What the task requires:
Please copy all of the records exactly, leaving nothing out.

Data records:

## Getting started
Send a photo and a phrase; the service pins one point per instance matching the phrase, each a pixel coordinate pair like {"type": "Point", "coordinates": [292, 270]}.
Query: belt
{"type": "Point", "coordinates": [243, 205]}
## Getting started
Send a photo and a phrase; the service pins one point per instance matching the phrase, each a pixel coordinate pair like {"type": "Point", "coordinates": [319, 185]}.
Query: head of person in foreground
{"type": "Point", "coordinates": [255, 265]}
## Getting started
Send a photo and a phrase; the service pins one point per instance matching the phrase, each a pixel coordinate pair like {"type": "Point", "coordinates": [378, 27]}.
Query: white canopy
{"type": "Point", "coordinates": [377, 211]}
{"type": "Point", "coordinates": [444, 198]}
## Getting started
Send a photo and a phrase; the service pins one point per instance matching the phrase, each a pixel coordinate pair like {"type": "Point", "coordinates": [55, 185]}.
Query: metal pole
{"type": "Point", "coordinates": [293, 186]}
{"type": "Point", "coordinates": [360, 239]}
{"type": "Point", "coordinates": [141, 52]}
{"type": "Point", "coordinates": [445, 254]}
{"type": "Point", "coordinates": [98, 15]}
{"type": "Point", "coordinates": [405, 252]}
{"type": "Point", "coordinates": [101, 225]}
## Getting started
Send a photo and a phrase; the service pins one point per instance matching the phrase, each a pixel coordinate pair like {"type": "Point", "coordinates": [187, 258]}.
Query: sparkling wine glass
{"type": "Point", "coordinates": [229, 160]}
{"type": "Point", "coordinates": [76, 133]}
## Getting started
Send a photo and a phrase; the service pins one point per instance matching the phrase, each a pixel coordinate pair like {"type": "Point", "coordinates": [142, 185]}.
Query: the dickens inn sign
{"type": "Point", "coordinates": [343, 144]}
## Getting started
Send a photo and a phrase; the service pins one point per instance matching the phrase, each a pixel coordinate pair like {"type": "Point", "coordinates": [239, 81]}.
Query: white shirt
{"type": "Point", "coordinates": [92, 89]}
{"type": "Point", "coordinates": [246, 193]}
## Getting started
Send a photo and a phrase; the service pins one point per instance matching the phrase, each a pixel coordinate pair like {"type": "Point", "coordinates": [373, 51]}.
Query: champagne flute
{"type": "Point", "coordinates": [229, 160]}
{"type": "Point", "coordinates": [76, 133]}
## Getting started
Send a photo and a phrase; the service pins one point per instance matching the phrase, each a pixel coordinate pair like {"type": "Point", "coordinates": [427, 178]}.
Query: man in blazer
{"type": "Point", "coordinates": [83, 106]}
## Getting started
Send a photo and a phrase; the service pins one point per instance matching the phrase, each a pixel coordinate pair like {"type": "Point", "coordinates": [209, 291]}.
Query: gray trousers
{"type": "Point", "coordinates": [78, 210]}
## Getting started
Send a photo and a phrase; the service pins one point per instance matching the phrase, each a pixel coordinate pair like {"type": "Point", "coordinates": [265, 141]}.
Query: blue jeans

Response to this task:
## Getting started
Send a photo and a phrase; the service pins one point per instance matching the phrase, each a pixel coordinate pair like {"type": "Point", "coordinates": [292, 270]}.
Query: belt
{"type": "Point", "coordinates": [243, 205]}
## Getting started
Send a photo and a phrase; the service pins one point per instance matching the phrase, each a pixel coordinate pair like {"type": "Point", "coordinates": [319, 185]}.
Query: head of person in foreground
{"type": "Point", "coordinates": [255, 265]}
## Getting started
Send a photo and a phrase; the service pins one point per instance matching the phrase, each a pixel coordinate pair like {"type": "Point", "coordinates": [378, 27]}.
Query: white canopy
{"type": "Point", "coordinates": [377, 211]}
{"type": "Point", "coordinates": [444, 198]}
## Getting started
Send a photo and a phrase; the service pins one point per instance matching the phrase, each a pixel coordinate pair like {"type": "Point", "coordinates": [55, 185]}.
Query: metal pole
{"type": "Point", "coordinates": [293, 186]}
{"type": "Point", "coordinates": [360, 239]}
{"type": "Point", "coordinates": [141, 52]}
{"type": "Point", "coordinates": [445, 254]}
{"type": "Point", "coordinates": [98, 15]}
{"type": "Point", "coordinates": [405, 252]}
{"type": "Point", "coordinates": [101, 225]}
## Getting started
Send a photo and a phrase; the service pins one point per instance matching the phrase, each a pixel coordinate pair like {"type": "Point", "coordinates": [187, 258]}.
Query: sparkling wine glass
{"type": "Point", "coordinates": [229, 160]}
{"type": "Point", "coordinates": [76, 133]}
## Getting started
Send a photo and a phrase; the service pins one point per instance matching the phrase, each a pixel coordinate pair like {"type": "Point", "coordinates": [142, 185]}.
Query: the dickens inn sign
{"type": "Point", "coordinates": [343, 144]}
## Getting started
Send a photo and a phrase; the service pins one point per instance matching the phrase, each a pixel coordinate pair like {"type": "Point", "coordinates": [239, 81]}.
Query: white shirt
{"type": "Point", "coordinates": [92, 89]}
{"type": "Point", "coordinates": [246, 193]}
## Getting started
Send a photo and a phrase; the service pins one point per instance matching the phrase, each a pixel coordinate pair like {"type": "Point", "coordinates": [373, 51]}.
Query: champagne flute
{"type": "Point", "coordinates": [229, 160]}
{"type": "Point", "coordinates": [76, 133]}
## Getting started
Send a photo and a phrase; the service pins one point per instance matching the phrase, each a pixel coordinate pair like {"type": "Point", "coordinates": [427, 178]}.
Query: man in blazer
{"type": "Point", "coordinates": [83, 106]}
## Getting started
Send a photo and a phrase; the service pins one point per instance matching the phrase, each a pixel coordinate pair like {"type": "Point", "coordinates": [209, 291]}.
Query: gray trousers
{"type": "Point", "coordinates": [78, 210]}
## Getting started
Send a photo and a phrase; the service pins one point per instance matching the phrase, each a pixel coordinate pair like {"type": "Point", "coordinates": [265, 141]}.
Query: blue jeans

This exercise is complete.